#### Your objective
If a picture appears among the records, leave it out and set down everything else exactly as it stands.

#### Information given
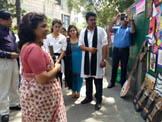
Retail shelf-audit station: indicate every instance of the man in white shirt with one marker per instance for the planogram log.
(93, 43)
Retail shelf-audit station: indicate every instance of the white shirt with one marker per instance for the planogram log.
(59, 44)
(102, 41)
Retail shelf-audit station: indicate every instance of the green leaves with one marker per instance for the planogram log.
(105, 9)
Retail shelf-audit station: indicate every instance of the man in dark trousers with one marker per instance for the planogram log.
(8, 67)
(122, 41)
(93, 43)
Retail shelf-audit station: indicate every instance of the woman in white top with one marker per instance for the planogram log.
(58, 43)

#### Your solution
Retail shelf-audit station: indicate every instance of the man in white shirt with one marker per instance for the planogram log.
(93, 43)
Retail shelf-audit station: indicate every instance of the white shirt with one marker per instance for the planogram log.
(59, 44)
(102, 41)
Retail shelf-audit station: indicate every instance of the green leaves with one marker per instance for the planogram log.
(105, 9)
Retail shelf-audit station: indicate every instance of the man in dark trousers with one marker per instance for the planogram log.
(8, 67)
(122, 41)
(93, 43)
Retail shelf-audit station: indicate every instance of the woman in white top with one marker per instance for the planogram log.
(58, 43)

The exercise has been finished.